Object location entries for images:
%%
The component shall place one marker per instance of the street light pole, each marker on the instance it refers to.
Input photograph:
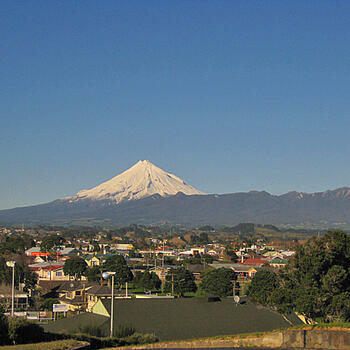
(112, 307)
(12, 264)
(106, 275)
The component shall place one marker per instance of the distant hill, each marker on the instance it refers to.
(146, 194)
(294, 208)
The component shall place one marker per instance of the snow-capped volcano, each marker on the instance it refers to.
(143, 179)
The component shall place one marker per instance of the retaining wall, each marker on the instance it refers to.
(297, 339)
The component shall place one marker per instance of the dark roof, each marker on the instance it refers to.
(195, 268)
(98, 290)
(70, 286)
(78, 300)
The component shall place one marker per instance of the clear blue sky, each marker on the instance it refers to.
(228, 95)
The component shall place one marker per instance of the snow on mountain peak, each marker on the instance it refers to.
(144, 179)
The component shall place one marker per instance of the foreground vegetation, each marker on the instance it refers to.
(54, 345)
(315, 283)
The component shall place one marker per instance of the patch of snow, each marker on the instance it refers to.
(144, 179)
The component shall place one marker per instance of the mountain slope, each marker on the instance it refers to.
(146, 194)
(322, 208)
(142, 180)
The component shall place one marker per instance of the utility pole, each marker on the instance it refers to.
(106, 275)
(172, 284)
(112, 306)
(12, 264)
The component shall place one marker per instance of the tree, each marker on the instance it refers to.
(21, 331)
(262, 286)
(117, 263)
(315, 283)
(231, 253)
(93, 274)
(75, 266)
(181, 279)
(219, 281)
(51, 243)
(22, 274)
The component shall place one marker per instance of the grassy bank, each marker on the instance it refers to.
(54, 345)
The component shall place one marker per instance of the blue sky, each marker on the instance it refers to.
(228, 95)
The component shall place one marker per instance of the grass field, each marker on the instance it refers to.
(184, 318)
(54, 345)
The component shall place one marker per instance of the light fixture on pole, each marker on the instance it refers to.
(12, 264)
(105, 276)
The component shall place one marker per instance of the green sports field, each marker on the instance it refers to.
(185, 318)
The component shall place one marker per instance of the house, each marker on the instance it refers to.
(73, 294)
(278, 263)
(49, 271)
(98, 259)
(196, 270)
(102, 292)
(255, 262)
(21, 298)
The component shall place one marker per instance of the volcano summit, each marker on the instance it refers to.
(145, 194)
(142, 180)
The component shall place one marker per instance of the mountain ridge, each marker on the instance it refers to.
(141, 180)
(146, 194)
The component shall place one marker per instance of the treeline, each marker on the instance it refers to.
(315, 283)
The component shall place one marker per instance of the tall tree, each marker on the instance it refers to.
(75, 266)
(117, 263)
(316, 282)
(181, 280)
(219, 282)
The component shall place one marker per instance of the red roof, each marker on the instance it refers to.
(254, 261)
(52, 267)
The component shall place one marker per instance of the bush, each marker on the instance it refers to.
(92, 330)
(124, 331)
(138, 338)
(21, 331)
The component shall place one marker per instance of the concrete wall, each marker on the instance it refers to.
(300, 339)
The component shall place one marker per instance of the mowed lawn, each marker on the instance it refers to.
(185, 318)
(54, 345)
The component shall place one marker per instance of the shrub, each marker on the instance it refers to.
(92, 330)
(138, 338)
(124, 331)
(21, 331)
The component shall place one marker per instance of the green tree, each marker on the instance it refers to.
(231, 253)
(51, 243)
(22, 274)
(315, 283)
(93, 274)
(262, 286)
(117, 263)
(147, 280)
(182, 279)
(48, 303)
(219, 281)
(21, 331)
(75, 266)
%%
• Task prompt: Change every "component" in these lines to "module" and write the lines out again with nothing else altered. Leave the pictures out.

• Answer to the task:
The module shall place one marker per instance of the street light pole, each marker on the instance it refers to.
Input photograph:
(112, 307)
(12, 264)
(106, 275)
The module shall place one marker per instance of the distant hill, each marker on the instance it refers to.
(146, 194)
(294, 208)
The module shall place one marker per instance of the snow-capped volcano, each marker on the instance it refers to.
(143, 179)
The module shall place one marker per instance of the retaining wall, each marker on the instance it refers to.
(297, 339)
The module shall place one marker per instance of the dark roof, each marker on the instance it refers to.
(195, 268)
(98, 290)
(70, 286)
(78, 300)
The module shall place one marker per instance of the clear blue sky, each marker on the instance it refers to.
(228, 95)
The module shall place one marker per instance of the snow on mountain peak, each marker on the instance it refers to.
(144, 179)
The module shall place one marker per instance of the foreground vegetation, each marker on the instance it refers to.
(54, 345)
(315, 283)
The module shall place one marker per instance of the patch of snow, each marker on the instance it refers to.
(144, 179)
The module shall place one marker per instance of the mountain slope, each marker on the instance it refers to.
(146, 194)
(322, 208)
(142, 180)
The module shall place one marker per instance of the utility pole, each marker on the instance it refers to.
(106, 275)
(172, 284)
(112, 306)
(12, 264)
The module shall place one marker per instance of the tree, each marker on the instance it refers to.
(21, 331)
(262, 286)
(117, 263)
(315, 283)
(231, 253)
(93, 274)
(75, 266)
(181, 279)
(219, 281)
(51, 243)
(22, 274)
The module shall place one marker per instance of the grassy bank, each marker on the instance it refers to.
(54, 345)
The module shall place one marker per instance of the blue sky, each marker on the instance it refers to.
(228, 95)
The module shall place one marker per instance of the grass field, each marker on the instance it refers to.
(184, 318)
(54, 345)
The module shall place one marker per instance of the light fixture on pole, each marker on the instance it refers to.
(12, 264)
(105, 276)
The module shall place one marker per instance of the green sports field, each marker on the instance it refers to.
(185, 318)
The module shall place one marker per instance of the house, each marker on the instance it refers to.
(73, 294)
(278, 263)
(49, 271)
(98, 259)
(196, 270)
(102, 292)
(255, 262)
(21, 298)
The module shall place one marker per instance of the volcano summit, each marker on the instance it refers to.
(145, 194)
(142, 180)
The module shall place one marker per instance of the mountain ridge, each marker on the instance it refers to.
(141, 180)
(146, 194)
The module shall place one marker per instance of the treeline, each marker on the instance it refers to.
(315, 283)
The module shall place one marker per instance of the tall tree, each marker on the instance it refers to.
(75, 266)
(117, 263)
(316, 282)
(181, 280)
(219, 282)
The module shall place one marker per instance of the red roof, each marker on the instance it refers to.
(254, 261)
(52, 267)
The module shall place one marker per instance of the bush, each marker on the instance it refers to.
(92, 330)
(124, 331)
(138, 338)
(21, 331)
The module shall place one marker per instance of the concrete wall, each marker on the instance it refers to.
(300, 339)
The module shall place one marker per instance of the mowed lawn, each marker on the instance it refers to.
(185, 318)
(54, 345)
The module shall place one marker per instance of the shrub, each marker on the instance it refers to.
(92, 330)
(138, 338)
(124, 331)
(21, 331)
The module shall place one marker per instance of the green tree, each marker on the instance it refers to.
(231, 253)
(51, 243)
(22, 274)
(315, 283)
(93, 274)
(262, 286)
(117, 263)
(147, 280)
(182, 279)
(48, 303)
(219, 281)
(21, 331)
(75, 266)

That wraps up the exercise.